#### TEXTE FOURNI:

===============

#378 – Au Strof

Avant-hier au Strof, il y avait concert. Hier au Strof, il y avait concert. Ce soir au Strof, il y a concert. Et demain ? J’en sais rien, mais au doigt mouillé je vous répondrais bien : il y aura concert.

Pourtant, le Strof n’est pas une salle de concert. C’est un bar aux chiottes atypiques. Seulement il se trouve qu’à partir de 22h, la playlist n’est plus assurée par une quelconque application mais par des êtres humains ayant fait le curieux choix de vie de monter sur scène, un morceau de bois ou de ferraille entre les saucisses, pour voir si leur manière de faire vibrer l’air déclenche plutôt une marée de déhanchés ou une pluie de légumes pourris. Certains aiment vivre dangereusement, que voulez-vous que je vous dise.

===============

#### ENTRÉES FOURNIES:
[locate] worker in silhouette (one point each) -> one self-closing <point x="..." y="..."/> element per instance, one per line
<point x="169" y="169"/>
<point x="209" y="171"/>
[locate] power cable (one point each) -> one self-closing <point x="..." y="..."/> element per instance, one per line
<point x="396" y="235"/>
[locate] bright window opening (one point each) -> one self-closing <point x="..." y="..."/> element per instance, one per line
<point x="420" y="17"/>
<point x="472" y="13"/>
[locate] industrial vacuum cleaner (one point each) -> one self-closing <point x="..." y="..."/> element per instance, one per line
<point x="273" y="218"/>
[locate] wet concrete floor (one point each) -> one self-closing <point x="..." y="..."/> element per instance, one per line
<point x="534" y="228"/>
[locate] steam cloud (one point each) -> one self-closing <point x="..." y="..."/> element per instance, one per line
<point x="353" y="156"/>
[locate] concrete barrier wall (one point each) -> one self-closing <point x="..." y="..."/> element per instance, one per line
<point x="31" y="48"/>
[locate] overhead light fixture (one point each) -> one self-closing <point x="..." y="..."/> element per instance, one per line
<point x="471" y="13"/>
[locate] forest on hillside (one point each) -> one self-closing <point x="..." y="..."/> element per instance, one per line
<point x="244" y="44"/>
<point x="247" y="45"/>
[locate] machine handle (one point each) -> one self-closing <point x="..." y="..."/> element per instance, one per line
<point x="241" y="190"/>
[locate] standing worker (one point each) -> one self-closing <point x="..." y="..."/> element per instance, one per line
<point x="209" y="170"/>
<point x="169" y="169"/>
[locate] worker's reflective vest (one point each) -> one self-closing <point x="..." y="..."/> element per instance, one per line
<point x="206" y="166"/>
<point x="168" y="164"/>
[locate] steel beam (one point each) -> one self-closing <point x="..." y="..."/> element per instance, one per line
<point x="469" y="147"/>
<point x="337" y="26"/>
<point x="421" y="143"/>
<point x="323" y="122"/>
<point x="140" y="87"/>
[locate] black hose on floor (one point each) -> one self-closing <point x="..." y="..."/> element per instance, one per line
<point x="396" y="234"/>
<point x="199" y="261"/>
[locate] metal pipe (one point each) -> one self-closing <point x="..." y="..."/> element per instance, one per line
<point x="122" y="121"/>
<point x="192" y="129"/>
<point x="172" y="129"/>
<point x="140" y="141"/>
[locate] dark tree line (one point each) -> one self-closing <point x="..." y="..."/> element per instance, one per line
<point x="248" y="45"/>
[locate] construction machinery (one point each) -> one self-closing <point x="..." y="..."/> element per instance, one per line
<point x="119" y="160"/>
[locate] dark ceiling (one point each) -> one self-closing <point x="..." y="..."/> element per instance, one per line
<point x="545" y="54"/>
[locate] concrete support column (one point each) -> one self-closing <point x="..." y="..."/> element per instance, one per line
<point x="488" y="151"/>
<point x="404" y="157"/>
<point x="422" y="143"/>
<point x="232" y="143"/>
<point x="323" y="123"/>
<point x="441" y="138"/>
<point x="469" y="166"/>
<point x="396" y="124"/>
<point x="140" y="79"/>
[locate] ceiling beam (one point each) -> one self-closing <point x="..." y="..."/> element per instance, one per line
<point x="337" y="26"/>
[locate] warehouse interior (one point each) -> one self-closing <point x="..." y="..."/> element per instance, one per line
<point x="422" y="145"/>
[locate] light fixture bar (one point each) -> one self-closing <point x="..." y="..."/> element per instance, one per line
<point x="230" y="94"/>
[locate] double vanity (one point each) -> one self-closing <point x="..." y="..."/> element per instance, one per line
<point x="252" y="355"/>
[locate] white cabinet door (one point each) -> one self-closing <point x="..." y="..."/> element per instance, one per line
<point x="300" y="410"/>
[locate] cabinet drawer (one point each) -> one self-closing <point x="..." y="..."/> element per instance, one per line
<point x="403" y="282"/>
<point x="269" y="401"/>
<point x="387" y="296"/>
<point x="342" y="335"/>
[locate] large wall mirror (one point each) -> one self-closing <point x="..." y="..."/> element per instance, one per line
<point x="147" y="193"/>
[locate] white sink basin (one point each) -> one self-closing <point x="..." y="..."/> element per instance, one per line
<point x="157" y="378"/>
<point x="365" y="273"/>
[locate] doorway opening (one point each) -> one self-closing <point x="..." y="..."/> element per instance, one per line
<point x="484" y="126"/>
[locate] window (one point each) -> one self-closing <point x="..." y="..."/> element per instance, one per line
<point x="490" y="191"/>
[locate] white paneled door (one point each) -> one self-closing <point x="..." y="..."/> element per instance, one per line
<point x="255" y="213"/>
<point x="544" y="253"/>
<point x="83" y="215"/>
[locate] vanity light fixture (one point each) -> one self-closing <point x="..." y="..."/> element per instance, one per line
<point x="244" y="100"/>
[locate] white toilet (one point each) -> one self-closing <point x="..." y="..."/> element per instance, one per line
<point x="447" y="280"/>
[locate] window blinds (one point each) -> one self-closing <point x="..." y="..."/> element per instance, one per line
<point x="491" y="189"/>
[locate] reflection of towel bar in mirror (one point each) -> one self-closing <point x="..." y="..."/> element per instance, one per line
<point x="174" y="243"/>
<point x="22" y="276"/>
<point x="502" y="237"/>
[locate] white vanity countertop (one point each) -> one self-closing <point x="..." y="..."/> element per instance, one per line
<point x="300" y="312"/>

===============

#### CONSIGNE:
Recopiez à l'identique le passage du texte sur le Strof qui commence par les mots « #378 – Au Strof » et s'achève sur « je vous dise. ».

#### RÉPONSE RÉDIGÉE:
#378 – Au Strof

Avant-hier au Strof, il y avait concert. Hier au Strof, il y avait concert. Ce soir au Strof, il y a concert. Et demain ? J’en sais rien, mais au doigt mouillé je vous répondrais bien : il y aura concert.

Pourtant, le Strof n’est pas une salle de concert. C’est un bar aux chiottes atypiques. Seulement il se trouve qu’à partir de 22h, la playlist n’est plus assurée par une quelconque application mais par des êtres humains ayant fait le curieux choix de vie de monter sur scène, un morceau de bois ou de ferraille entre les saucisses, pour voir si leur manière de faire vibrer l’air déclenche plutôt une marée de déhanchés ou une pluie de légumes pourris. Certains aiment vivre dangereusement, que voulez-vous que je vous dise.